# AIM OF THE TASK
Rewrite the entries below so that every "traffic-monitoring" becomes "wildlife-survey", with nothing else changed.

-------------------------

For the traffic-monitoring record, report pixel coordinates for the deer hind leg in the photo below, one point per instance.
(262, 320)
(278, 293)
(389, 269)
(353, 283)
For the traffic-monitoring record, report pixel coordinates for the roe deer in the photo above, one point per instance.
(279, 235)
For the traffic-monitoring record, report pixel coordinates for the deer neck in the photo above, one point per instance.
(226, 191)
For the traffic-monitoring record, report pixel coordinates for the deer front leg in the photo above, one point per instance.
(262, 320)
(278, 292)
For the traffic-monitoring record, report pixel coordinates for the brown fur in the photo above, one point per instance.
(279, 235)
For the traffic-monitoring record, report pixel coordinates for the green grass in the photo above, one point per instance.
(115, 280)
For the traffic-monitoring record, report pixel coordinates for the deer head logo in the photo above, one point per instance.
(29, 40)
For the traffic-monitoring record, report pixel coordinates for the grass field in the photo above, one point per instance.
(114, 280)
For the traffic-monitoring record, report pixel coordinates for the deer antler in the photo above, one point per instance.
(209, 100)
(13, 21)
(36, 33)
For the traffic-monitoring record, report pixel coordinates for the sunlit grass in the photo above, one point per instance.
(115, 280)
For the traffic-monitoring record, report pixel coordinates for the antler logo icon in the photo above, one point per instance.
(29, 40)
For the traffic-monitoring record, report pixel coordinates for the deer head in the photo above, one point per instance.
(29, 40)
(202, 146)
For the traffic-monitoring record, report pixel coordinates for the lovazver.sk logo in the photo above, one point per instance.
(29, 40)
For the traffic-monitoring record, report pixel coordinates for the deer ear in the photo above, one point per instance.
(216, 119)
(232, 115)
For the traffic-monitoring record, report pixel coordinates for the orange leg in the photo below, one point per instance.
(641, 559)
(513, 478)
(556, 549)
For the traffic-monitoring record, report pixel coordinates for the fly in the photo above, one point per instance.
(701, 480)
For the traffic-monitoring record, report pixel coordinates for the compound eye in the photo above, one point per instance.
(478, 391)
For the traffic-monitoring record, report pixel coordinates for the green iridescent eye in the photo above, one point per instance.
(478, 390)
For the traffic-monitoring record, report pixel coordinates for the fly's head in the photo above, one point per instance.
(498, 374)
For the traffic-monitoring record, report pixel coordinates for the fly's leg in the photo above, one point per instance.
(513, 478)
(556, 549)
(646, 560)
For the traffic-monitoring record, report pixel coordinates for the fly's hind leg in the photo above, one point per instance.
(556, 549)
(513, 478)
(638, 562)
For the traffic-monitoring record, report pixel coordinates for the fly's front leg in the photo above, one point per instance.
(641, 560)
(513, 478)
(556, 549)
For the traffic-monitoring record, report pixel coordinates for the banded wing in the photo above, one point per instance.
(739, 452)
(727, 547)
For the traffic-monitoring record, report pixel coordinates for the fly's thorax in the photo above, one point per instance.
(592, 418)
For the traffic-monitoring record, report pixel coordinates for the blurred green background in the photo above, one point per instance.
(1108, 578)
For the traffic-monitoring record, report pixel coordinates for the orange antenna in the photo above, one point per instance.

-------------------------

# ANSWER
For the wildlife-survey record, report pixel coordinates for the deer hind leg in the photo below, one point per instance.
(262, 320)
(278, 293)
(389, 269)
(353, 283)
For the wildlife-survey record, report pixel coordinates for the roe deer in the photo above, one point per instance.
(279, 235)
For the wildlife-survey record, report pixel coordinates for the deer neck in the photo above, one point per instance.
(226, 191)
For the wildlife-survey record, report pixel coordinates for the deer front leg in the photo above, one point per instance.
(262, 320)
(278, 292)
For the wildlife-survey record, report pixel coordinates for the brown fur in the photo above, one point per instance.
(279, 235)
For the wildlife-survey record, report pixel coordinates for the green grass in the photo above, one point per instance.
(115, 280)
For the wildlife-survey record, report pixel coordinates for the deer head logo in the photo above, one point per instance.
(29, 40)
For the wildlife-survey record, report pixel coordinates for the grass field in the photo above, one point per instance.
(114, 280)
For the wildlife-survey record, report pixel coordinates for the deer antler in the photo above, one point per instance.
(209, 100)
(13, 21)
(36, 33)
For the wildlife-survey record, report pixel coordinates for the sunlit grass in the photo above, one point per instance.
(115, 280)
For the wildlife-survey record, report pixel coordinates for the antler logo icon in the photo above, one point per instance.
(29, 40)
For the wildlife-survey record, report pixel coordinates for the deer head in the photo above, one point per instance.
(29, 40)
(202, 146)
For the wildlife-survey record, report pixel coordinates for the lovazver.sk logo in the photo above, one point per instance.
(29, 40)
For the wildlife-survey record, report pixel coordinates for the deer ear in the photo above, one point per instance.
(216, 119)
(232, 115)
For the wildlife-survey record, report pixel coordinates for the orange leg in the photo below, one point per instance.
(641, 559)
(513, 478)
(556, 549)
For the wildlife-survey record, report pixel coordinates for the fly in the photo above, one point per instance.
(701, 480)
For the wildlife-survey record, report pixel coordinates for the compound eye in the photo above, one point per instance.
(478, 391)
For the wildlife-survey record, report pixel coordinates for the green iridescent eye in the photo above, one point per instance.
(478, 390)
For the wildlife-survey record, report pixel coordinates for the fly's head in the photo above, one point per instance.
(498, 374)
For the wildlife-survey record, report pixel coordinates for the fly's leg in the photo above, one point per instance.
(513, 478)
(556, 549)
(646, 560)
For the wildlife-survey record, report pixel coordinates for the fly's hind leg in the photo above, one point per instance.
(556, 549)
(513, 478)
(638, 562)
For the wildlife-survey record, report pixel coordinates for the fly's front leg in the photo above, one point per instance.
(641, 560)
(513, 478)
(556, 549)
For the wildlife-survey record, report pixel coordinates for the banded wing in the photo above, one point per instance.
(739, 452)
(727, 547)
For the wildlife-survey record, report pixel coordinates for the fly's thorax in the photo above, one point per instance.
(592, 418)
For the wildlife-survey record, report pixel coordinates for the blurred green background in the photo above, one point per instance.
(1108, 578)
For the wildlife-survey record, report pixel coordinates for the orange antenna in the photo above, one point per instance.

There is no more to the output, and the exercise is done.